— TO DO —
**1.** Answer these questions using the presentation summary below, putting each answer on its own line marked (a), (b), or (c):
(a) How many department head vacancies did Supervisor Knabe's October 12 motion cite?
(b) In what year did DHR develop a plan to address management and executive development needs?
(c) What percentage of senior management did the December 1999 assessment show retiring within the next 5 years?
**2.** Using the presentation summary, decide whether each statement below agrees with it. For each one, answer yes or no on its own line, marked (a), (b), or (c), and quote the words that decide it.
(a) The Department of Human Resources was created during the 1980s.
(b) The Division Chief Program targets employees one level below Division Chief.
(c) Supervisor Knabe's motion passed on a divided vote.
**3.** Rewrite the paragraph of the presentation summary that begins "In 1998, DHR developed a plan" as a bulleted list that keeps its main facts.

— SOURCE PASSAGE —
▼
Editorial Note: Although every effort has been made to insure the accuracy of the material in this presentation, the scope of the material covered and the discussions undertaken lends itself to the possibility of minor transcription misinterpretations.

PRESENTATION BY
Michael J. Henry
Director of Personnel, Department of Human Resources (DHR), Los Angeles County

Topic: Personnel Management in Los Angeles County

January 6, 2005


Chairman Philibosian introduced Michael J. Henry and welcomed him to the Commission.

Board Direction

Mr. Henry introduced his staff: Ms. Lu Takeuchi, Organizational Development Manager responsible for all the training within the county including the Los Angeles County Training Academy, and Mr. Darin Chiu, a staff member involved with organizational development. He then addressed the concern of the Commission - succession planning which is a problem that is not unique to Los Angeles County. Succession planning is a process to prepare employees for promotion to increasingly responsible positions within the county when these positions become available.

On October 12, Supervisor Knabe introduced a motion that was unanimously approved which expressed a concern over the large number of department head vacancies (7 or approximately 20% of county departments). The adopted motion directed DHR and the E&E Commission to review the current county programs that exist which develop and mentor managers into leadership positions and to report back within 90 days.

Human Resources in Los Angeles County

Mr. Henry noted that during his 29 year career with Los Angeles County, human resources (HR) has been all over the map. It began as a very strong centralized personnel department that was transactional in nature. During the 1980’s it became increasingly decentralized. The HR responsibility was given directly to departments to manage on their own with the Chief Administrative Officer (CAO) keeping a very small HR policy. In the early 1990’s the Board of Supervisors realized that it was difficult trying to manage HR information for 90,000 employees in 37 different departments and thus, created the Department of Human Resources.

The Los Angeles County Training Academy

In 1998, DHR developed a plan to address management and executive development needs. The cornerstone of that program was the Los Angeles County Training Academy. The Academy is a partnership of the Los Angeles County with the State Universities, Community Colleges, and LA Unified School District. These educational institutions provide the county with the training and education for the County employees in a customized manner to fit the specific needs of Los Angeles County. The Academy encompasses a wide range of training levels from clerical to department heads.

Succession Planning

In February, 2000, the Division Chief Program was launched. This is a customized certificate training program that targets employees that are one level below Division Chief to prepare to assume greater responsibilities. This program had been created as a result of a December, 1999 assessment that showed 30% of senior management retiring within the next 5 years. The results of that assessment seems to be consistent with the results of a more recent data from in May, 2004 which showed 28% of senior management retiring within the next 5 years. Since a large percentage of this retirement was at the Division Chief level the program was developed to enable employees to compete for these positions. The Academy currently has 14 certificate programs that are recognized by the California State University system and therefore employees receive Continuing Education Units (CEU’s) for each course, as well as professional development certificates.
▲
— INFORMATION PROVIDED —
▼
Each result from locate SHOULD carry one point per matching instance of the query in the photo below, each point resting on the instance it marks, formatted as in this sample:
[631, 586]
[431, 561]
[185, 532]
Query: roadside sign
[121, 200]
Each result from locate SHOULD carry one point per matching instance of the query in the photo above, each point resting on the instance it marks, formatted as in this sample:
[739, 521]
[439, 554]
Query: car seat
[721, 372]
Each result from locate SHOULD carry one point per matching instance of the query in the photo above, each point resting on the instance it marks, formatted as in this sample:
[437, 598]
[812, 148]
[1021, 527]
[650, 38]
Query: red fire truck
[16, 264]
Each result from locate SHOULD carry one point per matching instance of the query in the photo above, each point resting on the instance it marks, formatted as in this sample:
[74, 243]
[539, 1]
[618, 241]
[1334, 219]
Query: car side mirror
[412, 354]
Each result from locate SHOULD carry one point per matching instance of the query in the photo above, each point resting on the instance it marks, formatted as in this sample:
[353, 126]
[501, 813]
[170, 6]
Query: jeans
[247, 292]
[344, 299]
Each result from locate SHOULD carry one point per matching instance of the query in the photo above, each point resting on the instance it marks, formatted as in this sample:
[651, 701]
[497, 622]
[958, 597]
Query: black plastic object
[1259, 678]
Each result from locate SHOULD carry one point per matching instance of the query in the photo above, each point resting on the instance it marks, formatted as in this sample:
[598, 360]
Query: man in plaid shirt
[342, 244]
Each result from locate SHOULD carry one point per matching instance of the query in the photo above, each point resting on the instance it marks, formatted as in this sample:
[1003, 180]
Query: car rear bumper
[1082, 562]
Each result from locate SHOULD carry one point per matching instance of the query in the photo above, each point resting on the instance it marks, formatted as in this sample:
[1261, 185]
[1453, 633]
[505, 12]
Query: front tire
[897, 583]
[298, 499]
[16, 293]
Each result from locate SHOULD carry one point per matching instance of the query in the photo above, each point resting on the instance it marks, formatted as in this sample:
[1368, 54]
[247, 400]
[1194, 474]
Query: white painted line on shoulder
▲
— SOLUTIONS TO THE EXERCISE —
**1.**
(a) 7 vacancies, or approximately 20% of county departments.
(b) 1998.
(c) 30%.

**2.**
(a) No: "In the early 1990’s the Board of Supervisors realized that it was difficult trying to manage HR information for 90,000 employees in 37 different departments and thus, created the Department of Human Resources."
(b) Yes: "targets employees that are one level below Division Chief to prepare to assume greater responsibilities"
(c) No: "a motion that was unanimously approved"

**3.**
- In 1998, DHR developed a plan to address management and executive development needs.
- The Los Angeles County Training Academy was the plan's cornerstone.
- The Academy is a partnership between the county and the State Universities, Community Colleges, and LA Unified School District.
- These institutions provide training and education customized to the county's specific needs.
- The Academy's training levels range from clerical staff to department heads.